____ Material provided

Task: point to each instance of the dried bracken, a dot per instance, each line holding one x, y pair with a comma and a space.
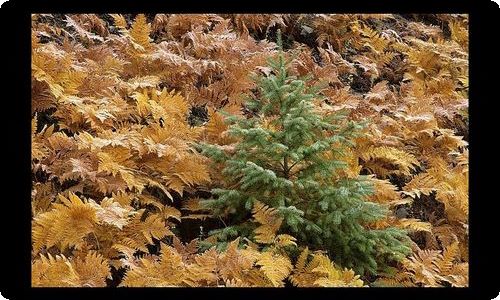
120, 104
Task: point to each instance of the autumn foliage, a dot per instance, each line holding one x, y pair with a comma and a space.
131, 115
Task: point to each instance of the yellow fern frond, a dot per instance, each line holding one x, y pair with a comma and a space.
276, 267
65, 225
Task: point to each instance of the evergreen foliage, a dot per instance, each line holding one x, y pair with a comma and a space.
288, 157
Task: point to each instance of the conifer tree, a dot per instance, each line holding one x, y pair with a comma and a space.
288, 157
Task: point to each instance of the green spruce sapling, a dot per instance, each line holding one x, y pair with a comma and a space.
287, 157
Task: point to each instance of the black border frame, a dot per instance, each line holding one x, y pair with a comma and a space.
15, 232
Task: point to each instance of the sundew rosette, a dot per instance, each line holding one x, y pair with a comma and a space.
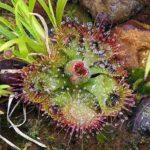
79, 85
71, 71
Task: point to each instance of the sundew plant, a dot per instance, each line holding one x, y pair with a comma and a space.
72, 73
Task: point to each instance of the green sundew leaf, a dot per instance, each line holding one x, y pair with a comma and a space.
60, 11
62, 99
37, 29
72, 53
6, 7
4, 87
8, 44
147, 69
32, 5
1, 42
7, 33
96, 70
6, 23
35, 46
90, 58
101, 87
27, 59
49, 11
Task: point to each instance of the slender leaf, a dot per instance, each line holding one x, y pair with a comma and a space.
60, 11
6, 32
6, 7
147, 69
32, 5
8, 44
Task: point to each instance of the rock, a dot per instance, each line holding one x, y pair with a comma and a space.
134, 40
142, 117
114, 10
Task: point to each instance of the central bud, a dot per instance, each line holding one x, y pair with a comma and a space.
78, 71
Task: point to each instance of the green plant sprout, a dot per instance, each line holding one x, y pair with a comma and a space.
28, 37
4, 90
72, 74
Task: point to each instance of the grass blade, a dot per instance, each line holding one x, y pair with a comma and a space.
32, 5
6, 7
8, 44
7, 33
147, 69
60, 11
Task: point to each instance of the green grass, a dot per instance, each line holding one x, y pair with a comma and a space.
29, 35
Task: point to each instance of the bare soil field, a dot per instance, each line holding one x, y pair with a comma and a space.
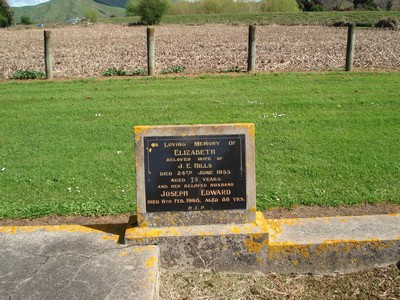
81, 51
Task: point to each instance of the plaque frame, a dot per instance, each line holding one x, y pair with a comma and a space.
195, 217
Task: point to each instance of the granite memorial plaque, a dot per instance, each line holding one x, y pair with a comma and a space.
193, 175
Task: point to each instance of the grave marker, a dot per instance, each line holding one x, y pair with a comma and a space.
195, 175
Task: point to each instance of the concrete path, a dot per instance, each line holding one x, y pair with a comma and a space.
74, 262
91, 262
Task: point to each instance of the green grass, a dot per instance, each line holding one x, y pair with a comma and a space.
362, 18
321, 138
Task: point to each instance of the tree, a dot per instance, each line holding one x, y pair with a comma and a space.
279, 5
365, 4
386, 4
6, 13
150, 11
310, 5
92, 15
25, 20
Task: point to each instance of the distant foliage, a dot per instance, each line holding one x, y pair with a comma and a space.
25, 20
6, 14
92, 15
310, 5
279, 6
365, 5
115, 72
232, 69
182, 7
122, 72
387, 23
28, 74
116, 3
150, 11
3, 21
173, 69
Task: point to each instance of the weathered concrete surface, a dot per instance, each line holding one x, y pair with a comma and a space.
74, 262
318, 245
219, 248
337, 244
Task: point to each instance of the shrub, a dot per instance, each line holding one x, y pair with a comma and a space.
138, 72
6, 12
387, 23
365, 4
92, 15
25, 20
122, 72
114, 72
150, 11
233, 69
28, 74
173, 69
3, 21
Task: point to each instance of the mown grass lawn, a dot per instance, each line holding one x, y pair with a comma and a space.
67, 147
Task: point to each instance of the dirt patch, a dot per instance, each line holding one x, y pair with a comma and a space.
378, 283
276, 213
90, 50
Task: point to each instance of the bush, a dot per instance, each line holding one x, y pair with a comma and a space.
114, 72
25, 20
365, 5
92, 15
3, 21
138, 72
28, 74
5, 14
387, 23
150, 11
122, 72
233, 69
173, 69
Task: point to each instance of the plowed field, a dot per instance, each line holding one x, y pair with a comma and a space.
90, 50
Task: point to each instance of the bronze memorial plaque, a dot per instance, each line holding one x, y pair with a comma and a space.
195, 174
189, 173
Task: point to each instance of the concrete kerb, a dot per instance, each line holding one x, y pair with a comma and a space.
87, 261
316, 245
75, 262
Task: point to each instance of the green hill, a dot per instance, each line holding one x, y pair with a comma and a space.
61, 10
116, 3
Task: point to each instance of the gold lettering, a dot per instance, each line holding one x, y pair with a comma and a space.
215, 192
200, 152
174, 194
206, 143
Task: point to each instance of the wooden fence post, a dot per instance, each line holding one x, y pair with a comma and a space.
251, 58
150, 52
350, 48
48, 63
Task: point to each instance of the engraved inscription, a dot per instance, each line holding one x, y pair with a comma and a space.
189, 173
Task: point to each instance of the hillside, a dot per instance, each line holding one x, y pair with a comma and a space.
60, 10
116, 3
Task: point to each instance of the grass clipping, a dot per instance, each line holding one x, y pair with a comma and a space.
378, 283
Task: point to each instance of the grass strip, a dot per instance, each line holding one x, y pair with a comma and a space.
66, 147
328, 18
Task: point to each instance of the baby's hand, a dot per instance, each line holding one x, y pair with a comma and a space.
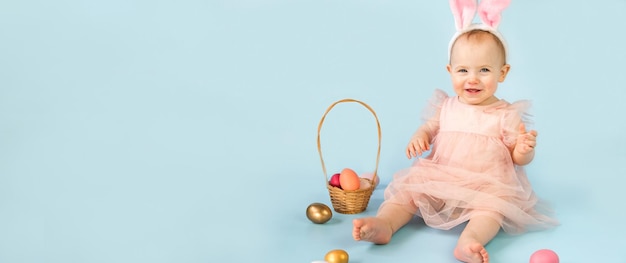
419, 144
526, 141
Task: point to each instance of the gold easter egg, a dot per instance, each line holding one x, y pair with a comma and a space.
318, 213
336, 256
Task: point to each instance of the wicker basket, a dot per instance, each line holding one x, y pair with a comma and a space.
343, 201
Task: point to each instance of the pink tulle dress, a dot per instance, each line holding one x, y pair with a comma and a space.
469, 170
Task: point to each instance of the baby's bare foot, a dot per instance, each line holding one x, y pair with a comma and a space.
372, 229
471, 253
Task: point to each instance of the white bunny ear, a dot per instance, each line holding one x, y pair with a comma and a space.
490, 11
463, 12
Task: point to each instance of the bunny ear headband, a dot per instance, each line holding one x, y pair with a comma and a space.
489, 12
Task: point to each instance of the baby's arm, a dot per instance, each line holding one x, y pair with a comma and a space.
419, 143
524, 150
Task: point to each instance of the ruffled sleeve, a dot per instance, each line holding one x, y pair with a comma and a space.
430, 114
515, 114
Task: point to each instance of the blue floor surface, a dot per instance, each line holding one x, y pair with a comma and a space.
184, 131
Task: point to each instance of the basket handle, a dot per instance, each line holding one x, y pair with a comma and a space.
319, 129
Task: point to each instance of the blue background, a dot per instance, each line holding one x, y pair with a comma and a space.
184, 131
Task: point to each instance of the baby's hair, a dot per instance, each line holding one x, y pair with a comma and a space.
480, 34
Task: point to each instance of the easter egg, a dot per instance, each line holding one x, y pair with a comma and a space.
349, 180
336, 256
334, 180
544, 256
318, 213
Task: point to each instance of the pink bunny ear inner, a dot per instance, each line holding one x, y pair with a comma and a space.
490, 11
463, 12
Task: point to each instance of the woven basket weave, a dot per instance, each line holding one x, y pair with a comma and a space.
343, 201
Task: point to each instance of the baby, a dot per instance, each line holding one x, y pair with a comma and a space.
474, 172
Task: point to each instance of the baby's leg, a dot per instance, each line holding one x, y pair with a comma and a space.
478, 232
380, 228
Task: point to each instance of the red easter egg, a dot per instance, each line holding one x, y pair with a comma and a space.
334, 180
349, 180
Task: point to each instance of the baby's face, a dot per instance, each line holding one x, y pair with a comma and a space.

________

__Requirement__
Repeat the records in full, exactly as they appear, without the pictures.

__Output of the task__
Task: point to each instance of the dried bracken, a dot per instance, each line holding one x, y pair with a comma and a space.
120, 104
Task: point to each instance of the autumn foliage, a dot per instance, each line holding one x, y pair with a comma and a space.
131, 115
Task: point to each instance of the yellow fern frond, a dot per instance, each line holding one x, y pair with a comma and a space.
276, 267
65, 225
Task: point to each instance of the evergreen foliage, a dot per instance, each line holding one x, y pair with a comma and a space.
288, 157
Task: point to each instance of the conifer tree, a dot per instance, each line holding one x, y pair with a comma and a space.
288, 157
Task: point to each instance of the green spruce sapling, a dot per instance, each line holding one x, y pair with a comma and a space.
287, 157
Task: point to each instance of the black border frame, a dot per instance, each line holding one x, y pair with a comma and a space.
15, 232
Task: point to each instance of the sundew rosette, a dot per instance, each line holding one x, y pair with a comma and a space.
79, 85
71, 71
Task: point to each instance of the sundew plant, a dot per instance, each line holding one x, y pair with a comma and a space.
72, 73
Task: point to each instance of the green sundew leaf, a dot per instance, each line holding one x, y pair with a comma and a space.
60, 11
62, 99
37, 29
72, 53
6, 7
4, 87
8, 44
147, 69
32, 5
1, 42
7, 33
96, 70
6, 23
35, 46
90, 58
101, 87
27, 59
49, 11
Task: point to each instance of the slender leaf, a dot per instance, each line holding one x, y pair with a comma and a space.
60, 11
6, 32
6, 7
147, 69
32, 5
8, 44
Task: point to each instance of the rock, a dot per instance, each line holding one x, y pair with a comma and a space.
134, 40
142, 117
114, 10
Task: point to each instance of the central bud, a dot per instance, each line holding one x, y pair with a comma and a space.
78, 71
Task: point to each instance of the green plant sprout, a dot per instance, each line holding one x, y pair with a comma and a space.
28, 37
4, 90
72, 74
Task: point to each instance of the grass blade, a dot per instance, each line holding one x, y pair with a comma and a space.
32, 5
6, 7
8, 44
7, 33
147, 69
60, 11
Task: point to each instance of the green grass, a dot per instance, each line holding one x, y pair with a comma and a space.
29, 35
Task: point to each instance of the bare soil field, a dot per instance, each line holding one x, y pair with a comma and a space.
81, 51
Task: point to each instance of the plaque frame, a dot per instance, each line holding one x, y pair with a comma and a space.
195, 217
Task: point to each instance of the granite memorial plaque, a dot per instance, each line holding one x, y pair with a comma and a space.
193, 175
Task: point to each instance of the grave marker, a dot per instance, each line holding one x, y pair with a comma and a space.
195, 175
Task: point to each instance of the concrete path, a dot per instance, each line holding one x, y pair with a comma and a space.
74, 262
91, 262
Task: point to each instance of the green grass, a dot per instance, each line holding one x, y pair with a comma and a space.
362, 18
321, 138
Task: point to each instance of the tree, a dot per instance, each line holding one x, y pair with a comma and a space.
279, 5
365, 4
386, 4
6, 13
150, 11
310, 5
92, 15
25, 20
Task: point to each instance of the distant foliage, a dot per instance, each line holding one x, y pair with a comma and a space.
25, 20
6, 14
92, 15
310, 5
279, 6
365, 5
115, 72
232, 69
182, 7
122, 72
387, 23
28, 74
116, 3
150, 11
3, 21
173, 69
Task: point to each instance of the weathered concrete surface, a dot per instance, each line holding one x, y pair with a comma and a space.
74, 262
318, 245
219, 248
337, 244
Task: point to each instance of the shrub, a dot per instance, each line holding one x, y pair with a comma and a space.
138, 72
6, 12
387, 23
365, 4
92, 15
25, 20
122, 72
114, 72
150, 11
233, 69
28, 74
173, 69
3, 21
Task: point to each instance of the mown grass lawn, a dot per instance, each line holding one x, y pair with a comma and a space.
67, 147
Task: point to each instance of the dirt patch, a dot per instance, each line holding one x, y pair with a comma and a space.
378, 283
276, 213
90, 50
Task: point to each instance of the bush, a dot per instance, each line holding one x, y pair with a comma and a space.
114, 72
25, 20
365, 5
92, 15
3, 21
138, 72
28, 74
5, 14
387, 23
150, 11
122, 72
233, 69
173, 69
Task: point to each instance of the plowed field, a dot per instance, each line holding one x, y pair with a comma and a space.
90, 50
Task: point to each instance of the bronze memorial plaque, a dot per instance, each line holding one x, y pair with a comma and a space.
195, 174
189, 173
Task: point to each instance of the concrete kerb, a dot per instance, each line holding one x, y pair with a comma and a space.
87, 261
316, 245
75, 262
Task: point to each instance of the green hill, a dot per instance, each line holding one x, y pair with a comma and a space.
61, 10
116, 3
Task: point to each instance of the gold lettering, a dot per instance, each line holding one x, y pair with a comma and a space.
215, 192
200, 152
174, 194
206, 143
Task: point to each instance of the wooden fence post, a dot per instance, each line holding one x, y pair with a comma and a space.
251, 58
150, 52
350, 48
48, 63
Task: point to each instance of the engraved inscription, a dot per instance, each line holding one x, y pair with a comma and a space.
189, 173
Task: point to each instance of the hillside, a dot per instance, each line holding one x, y pair with a comma and a space.
60, 10
116, 3
Task: point to each instance of the grass clipping, a dot per instance, each line holding one x, y pair with a comma and a space.
378, 283
Task: point to each instance of the grass strip, a dot per instance, each line holding one x, y pair with a comma and a space.
66, 147
328, 18
Task: point to each instance of the baby's hand, a dot per instance, each line holding one x, y pair with a comma and a space.
419, 144
526, 141
Task: point to each instance of the gold easter egg, a dot per instance, each line holding one x, y pair with a comma and a space.
318, 213
336, 256
Task: point to each instance of the wicker basket, a dot per instance, each line holding one x, y pair with a comma and a space.
343, 201
Task: point to each instance of the pink tulle dress, a dot per instance, each line holding one x, y pair with a comma and a space.
469, 170
Task: point to each instance of the baby's bare foot, a dot per instance, each line holding one x, y pair with a comma and a space.
372, 229
471, 253
Task: point to each instance of the white bunny ear, a dot per instance, each line holding one x, y pair with a comma and a space.
490, 11
463, 12
Task: point to each instance of the bunny ear headband, a dot per instance, each line holding one x, y pair with a comma and a space.
489, 12
Task: point to each instance of the baby's arm, a dot per instance, each line holding one x, y pair with a comma and a space.
419, 143
524, 150
Task: point to each instance of the ruffled sleeve, a dot per instance, each line holding one x, y pair with a comma and a space.
430, 114
515, 114
Task: point to each instance of the blue floor surface, a dot per instance, each line holding one x, y pair with a comma and a space.
184, 131
Task: point to each instance of the basket handle, a dot per instance, each line holding one x, y pair with a comma and a space.
319, 129
Task: point to each instance of the blue background, a dot per instance, each line holding one x, y pair with a comma and a space.
184, 131
Task: point to each instance of the baby's hair, a dot per instance, each line holding one x, y pair with a comma and a space.
480, 34
Task: point to each instance of the easter egg, a dot per instance, each line holding one x, y pair with a comma and a space.
349, 180
336, 256
334, 180
544, 256
318, 213
Task: point to each instance of the pink bunny ear inner, a dot per instance, each line holding one x, y pair with a comma and a space.
490, 11
463, 12
Task: point to each instance of the woven basket weave, a dot per instance, each line holding one x, y pair with a comma and a space.
343, 201
Task: point to each instance of the baby, a dot per instance, each line holding one x, y pair with a comma and a space.
474, 172
Task: point to each instance of the baby's leg, a dot per instance, each line holding one x, y pair with a comma and a space.
478, 232
380, 228
Task: point to each instance of the red easter egg, a dot per instance, each line holding one x, y pair with a comma and a space.
334, 180
349, 180
Task: point to each instance of the baby's face, a dot per instance, each line holding one x, y pair with a comma and a space.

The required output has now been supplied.